● **Directions**:
Present every line of the listing below as a numbered list, omitting blank lines and excluding the pictures.

● **Provided records**:
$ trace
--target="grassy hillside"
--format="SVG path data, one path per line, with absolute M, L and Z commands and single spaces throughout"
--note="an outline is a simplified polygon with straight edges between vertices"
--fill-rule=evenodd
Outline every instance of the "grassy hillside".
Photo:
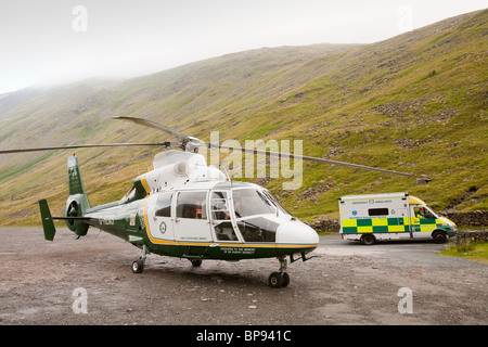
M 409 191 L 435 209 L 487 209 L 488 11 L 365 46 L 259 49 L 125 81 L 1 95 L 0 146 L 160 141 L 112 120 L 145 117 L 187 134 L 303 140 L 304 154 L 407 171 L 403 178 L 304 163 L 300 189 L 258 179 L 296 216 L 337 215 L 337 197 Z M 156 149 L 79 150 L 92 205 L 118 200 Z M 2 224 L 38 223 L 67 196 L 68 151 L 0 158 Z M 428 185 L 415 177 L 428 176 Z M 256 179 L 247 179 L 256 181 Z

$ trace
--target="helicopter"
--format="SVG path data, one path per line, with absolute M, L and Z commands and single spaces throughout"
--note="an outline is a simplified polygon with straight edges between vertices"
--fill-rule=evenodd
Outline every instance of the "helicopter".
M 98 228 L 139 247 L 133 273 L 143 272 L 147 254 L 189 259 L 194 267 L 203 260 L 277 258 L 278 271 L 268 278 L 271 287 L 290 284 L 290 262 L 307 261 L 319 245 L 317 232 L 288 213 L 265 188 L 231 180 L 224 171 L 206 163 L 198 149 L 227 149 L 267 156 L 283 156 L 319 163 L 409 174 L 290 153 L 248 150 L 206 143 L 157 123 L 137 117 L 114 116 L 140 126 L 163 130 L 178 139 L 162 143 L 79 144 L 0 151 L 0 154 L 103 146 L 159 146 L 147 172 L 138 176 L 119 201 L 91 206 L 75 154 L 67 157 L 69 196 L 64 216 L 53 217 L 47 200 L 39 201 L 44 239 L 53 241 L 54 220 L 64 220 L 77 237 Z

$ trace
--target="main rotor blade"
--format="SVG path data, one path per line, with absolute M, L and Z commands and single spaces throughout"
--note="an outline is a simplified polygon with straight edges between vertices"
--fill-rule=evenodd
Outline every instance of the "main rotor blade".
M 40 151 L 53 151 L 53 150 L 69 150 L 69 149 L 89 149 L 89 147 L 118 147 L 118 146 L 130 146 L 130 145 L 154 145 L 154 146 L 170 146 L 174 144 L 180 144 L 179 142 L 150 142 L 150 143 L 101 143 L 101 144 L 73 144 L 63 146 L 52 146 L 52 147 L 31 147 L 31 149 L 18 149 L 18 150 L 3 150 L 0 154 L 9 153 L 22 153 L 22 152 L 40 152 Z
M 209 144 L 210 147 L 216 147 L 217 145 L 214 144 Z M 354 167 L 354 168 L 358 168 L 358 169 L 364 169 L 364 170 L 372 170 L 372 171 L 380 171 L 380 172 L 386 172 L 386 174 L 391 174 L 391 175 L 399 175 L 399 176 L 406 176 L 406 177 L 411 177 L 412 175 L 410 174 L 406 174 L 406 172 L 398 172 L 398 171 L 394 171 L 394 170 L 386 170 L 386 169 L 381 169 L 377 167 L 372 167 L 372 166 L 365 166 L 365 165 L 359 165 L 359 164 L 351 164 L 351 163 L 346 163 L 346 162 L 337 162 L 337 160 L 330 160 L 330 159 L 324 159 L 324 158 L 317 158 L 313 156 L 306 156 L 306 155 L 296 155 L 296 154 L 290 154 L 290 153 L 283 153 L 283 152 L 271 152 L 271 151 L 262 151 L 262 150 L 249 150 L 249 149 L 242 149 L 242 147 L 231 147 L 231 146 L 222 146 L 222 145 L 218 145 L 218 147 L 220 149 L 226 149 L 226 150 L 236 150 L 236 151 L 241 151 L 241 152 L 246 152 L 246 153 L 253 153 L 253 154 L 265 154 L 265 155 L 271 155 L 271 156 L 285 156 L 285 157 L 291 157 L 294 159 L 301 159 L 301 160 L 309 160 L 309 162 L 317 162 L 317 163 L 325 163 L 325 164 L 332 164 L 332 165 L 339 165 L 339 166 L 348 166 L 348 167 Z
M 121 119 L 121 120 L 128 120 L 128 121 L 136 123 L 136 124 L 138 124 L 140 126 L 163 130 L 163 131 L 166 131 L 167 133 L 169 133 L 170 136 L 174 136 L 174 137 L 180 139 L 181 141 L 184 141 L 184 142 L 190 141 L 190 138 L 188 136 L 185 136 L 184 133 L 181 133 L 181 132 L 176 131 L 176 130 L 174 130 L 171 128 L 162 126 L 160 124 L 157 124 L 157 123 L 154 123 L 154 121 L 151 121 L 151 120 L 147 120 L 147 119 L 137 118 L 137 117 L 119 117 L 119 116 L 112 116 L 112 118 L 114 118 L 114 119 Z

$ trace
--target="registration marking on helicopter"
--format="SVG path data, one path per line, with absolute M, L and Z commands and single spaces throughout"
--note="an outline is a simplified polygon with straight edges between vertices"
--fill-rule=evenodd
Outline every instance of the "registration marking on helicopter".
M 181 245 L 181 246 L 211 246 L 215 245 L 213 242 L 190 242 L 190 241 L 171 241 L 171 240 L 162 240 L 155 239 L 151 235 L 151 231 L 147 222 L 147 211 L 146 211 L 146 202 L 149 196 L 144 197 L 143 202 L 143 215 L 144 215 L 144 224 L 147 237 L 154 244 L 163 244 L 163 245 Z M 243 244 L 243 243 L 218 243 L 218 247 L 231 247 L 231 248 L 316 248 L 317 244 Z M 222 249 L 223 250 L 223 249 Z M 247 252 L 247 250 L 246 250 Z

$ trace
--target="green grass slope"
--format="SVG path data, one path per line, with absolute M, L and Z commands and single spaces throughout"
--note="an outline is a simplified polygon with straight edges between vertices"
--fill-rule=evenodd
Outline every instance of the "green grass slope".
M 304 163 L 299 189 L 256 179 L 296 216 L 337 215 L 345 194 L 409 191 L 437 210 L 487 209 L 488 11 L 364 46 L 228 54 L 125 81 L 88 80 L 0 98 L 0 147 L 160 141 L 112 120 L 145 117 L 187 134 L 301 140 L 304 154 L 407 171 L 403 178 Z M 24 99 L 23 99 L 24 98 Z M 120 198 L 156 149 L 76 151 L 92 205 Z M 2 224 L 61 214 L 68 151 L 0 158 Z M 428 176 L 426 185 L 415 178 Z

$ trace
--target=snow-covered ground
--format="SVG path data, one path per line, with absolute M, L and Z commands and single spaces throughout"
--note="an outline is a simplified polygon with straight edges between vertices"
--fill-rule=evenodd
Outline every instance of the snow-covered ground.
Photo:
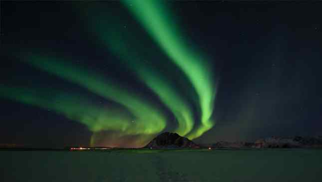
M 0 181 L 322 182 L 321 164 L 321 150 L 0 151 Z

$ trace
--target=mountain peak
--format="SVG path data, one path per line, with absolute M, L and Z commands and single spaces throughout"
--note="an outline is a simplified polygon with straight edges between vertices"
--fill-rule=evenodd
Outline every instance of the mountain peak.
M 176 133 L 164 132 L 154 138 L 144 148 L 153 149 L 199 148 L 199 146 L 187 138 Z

● **Output of the exercise**:
1. $ trace
2. --target="grassy hillside"
3. --format="SVG path data, one path per line, with absolute M, L and Z commands and single spaces throughout"
4. --note="an outline is a simplified polygon with straight edges between vertices"
5. --fill-rule=evenodd
6. Outline every instance of the "grassy hillside".
7. Photo:
8. M 409 191 L 435 209 L 487 209 L 488 11 L 365 46 L 259 49 L 125 81 L 1 95 L 0 146 L 160 141 L 112 120 L 145 117 L 187 134 L 303 140 L 304 154 L 407 171 L 403 178 L 304 163 L 300 189 L 258 179 L 296 216 L 337 215 L 337 197 Z M 156 149 L 79 150 L 92 205 L 118 200 Z M 2 224 L 38 223 L 67 196 L 68 151 L 0 158 Z M 428 185 L 415 177 L 428 176 Z M 256 179 L 247 179 L 256 181 Z
9. $ trace
10. --target="helicopter"
11. --format="SVG path data, one path per line, with absolute M, L and Z commands and single spaces throughout"
12. --note="an outline is a simplified polygon with straight edges between vertices"
13. --fill-rule=evenodd
14. Outline every instance of the "helicopter".
15. M 98 228 L 139 247 L 133 273 L 143 272 L 147 254 L 189 259 L 194 267 L 203 260 L 277 258 L 278 271 L 268 278 L 271 287 L 290 284 L 290 262 L 307 261 L 319 245 L 317 232 L 288 213 L 265 188 L 231 180 L 224 171 L 206 163 L 198 149 L 227 149 L 267 156 L 283 156 L 319 163 L 409 174 L 290 153 L 248 150 L 206 143 L 157 123 L 137 117 L 114 116 L 140 126 L 163 130 L 178 139 L 162 143 L 79 144 L 0 151 L 0 154 L 103 146 L 159 146 L 147 172 L 138 176 L 119 201 L 91 206 L 75 154 L 67 157 L 69 196 L 64 216 L 53 217 L 47 200 L 39 201 L 44 239 L 53 241 L 54 220 L 64 220 L 77 237 Z
16. $ trace
17. --target="main rotor blade"
18. --format="SVG path data, one path per line, with absolute M, L and Z commands and single spaces throughout"
19. --note="an outline is a simplified polygon with straight edges between vertices"
20. --fill-rule=evenodd
21. Outline every instance of the "main rotor blade".
22. M 40 151 L 53 151 L 53 150 L 69 150 L 69 149 L 89 149 L 89 147 L 118 147 L 118 146 L 130 146 L 130 145 L 154 145 L 154 146 L 170 146 L 174 144 L 180 144 L 179 142 L 150 142 L 150 143 L 101 143 L 101 144 L 73 144 L 63 146 L 52 146 L 52 147 L 31 147 L 31 149 L 18 149 L 18 150 L 3 150 L 0 154 L 9 153 L 22 153 L 22 152 L 40 152 Z
23. M 209 144 L 210 147 L 216 147 L 217 145 L 214 144 Z M 354 167 L 354 168 L 358 168 L 358 169 L 364 169 L 364 170 L 372 170 L 372 171 L 380 171 L 380 172 L 386 172 L 386 174 L 391 174 L 391 175 L 399 175 L 399 176 L 406 176 L 406 177 L 411 177 L 412 175 L 410 174 L 406 174 L 406 172 L 398 172 L 398 171 L 394 171 L 394 170 L 386 170 L 386 169 L 381 169 L 377 167 L 372 167 L 372 166 L 365 166 L 365 165 L 359 165 L 359 164 L 351 164 L 351 163 L 346 163 L 346 162 L 337 162 L 337 160 L 330 160 L 330 159 L 324 159 L 324 158 L 317 158 L 313 156 L 306 156 L 306 155 L 296 155 L 296 154 L 290 154 L 290 153 L 283 153 L 283 152 L 271 152 L 271 151 L 262 151 L 262 150 L 249 150 L 249 149 L 242 149 L 242 147 L 231 147 L 231 146 L 222 146 L 222 145 L 218 145 L 218 147 L 220 149 L 226 149 L 226 150 L 236 150 L 236 151 L 241 151 L 241 152 L 246 152 L 246 153 L 253 153 L 253 154 L 265 154 L 265 155 L 271 155 L 271 156 L 285 156 L 285 157 L 291 157 L 294 159 L 301 159 L 301 160 L 309 160 L 309 162 L 317 162 L 317 163 L 325 163 L 325 164 L 332 164 L 332 165 L 339 165 L 339 166 L 348 166 L 348 167 Z
24. M 121 119 L 121 120 L 128 120 L 128 121 L 136 123 L 136 124 L 138 124 L 140 126 L 163 130 L 163 131 L 166 131 L 167 133 L 169 133 L 170 136 L 174 136 L 174 137 L 180 139 L 181 141 L 184 141 L 184 142 L 190 141 L 190 138 L 188 136 L 185 136 L 184 133 L 181 133 L 181 132 L 176 131 L 176 130 L 174 130 L 171 128 L 162 126 L 160 124 L 157 124 L 157 123 L 154 123 L 154 121 L 151 121 L 151 120 L 147 120 L 147 119 L 137 118 L 137 117 L 119 117 L 119 116 L 112 116 L 112 118 L 114 118 L 114 119 Z
25. $ trace
26. --target="registration marking on helicopter"
27. --format="SVG path data, one path per line, with absolute M, L and Z commands and single spaces throughout"
28. --note="an outline is a simplified polygon with straight edges between vertices"
29. --fill-rule=evenodd
30. Outline every instance of the "registration marking on helicopter".
31. M 181 245 L 181 246 L 211 246 L 215 245 L 213 242 L 190 242 L 190 241 L 171 241 L 171 240 L 162 240 L 155 239 L 151 235 L 151 231 L 147 222 L 147 211 L 146 211 L 146 202 L 149 196 L 144 197 L 143 202 L 143 215 L 144 215 L 144 224 L 147 237 L 154 244 L 163 244 L 163 245 Z M 243 244 L 243 243 L 218 243 L 218 247 L 231 247 L 231 248 L 316 248 L 317 244 Z M 222 249 L 223 250 L 223 249 Z M 247 252 L 247 250 L 246 250 Z
32. $ trace
33. --target="green grass slope"
34. --format="SVG path data, one path per line, with absolute M, L and Z commands and single spaces throughout"
35. --note="an outline is a simplified polygon with straight edges between vertices"
36. --fill-rule=evenodd
37. Outline every instance of the "green grass slope".
38. M 304 163 L 299 189 L 256 179 L 296 216 L 337 215 L 345 194 L 409 191 L 437 210 L 487 209 L 488 11 L 364 46 L 228 54 L 125 81 L 88 80 L 0 98 L 0 147 L 160 141 L 112 120 L 145 117 L 187 134 L 301 140 L 304 154 L 407 171 L 403 178 Z M 24 99 L 23 99 L 24 98 Z M 120 198 L 156 149 L 76 151 L 92 205 Z M 2 224 L 61 214 L 68 151 L 0 158 Z M 428 176 L 426 185 L 415 178 Z
39. $ trace
40. --target=snow-covered ground
41. --format="SVG path data, one path per line, with absolute M, L and Z commands and single spaces throughout"
42. --note="an outline is a simplified polygon with straight edges between vertices"
43. --fill-rule=evenodd
44. Outline every instance of the snow-covered ground.
45. Photo:
46. M 0 181 L 322 182 L 321 164 L 321 150 L 0 151 Z
47. $ trace
48. --target=mountain peak
49. --format="SVG path data, one path per line, with absolute M, L and Z commands and single spaces throughout"
50. --note="an outline is a simplified polygon with straight edges between vertices"
51. --fill-rule=evenodd
52. Outline every instance of the mountain peak.
53. M 176 133 L 164 132 L 154 138 L 144 148 L 153 149 L 199 148 L 199 146 L 187 138 Z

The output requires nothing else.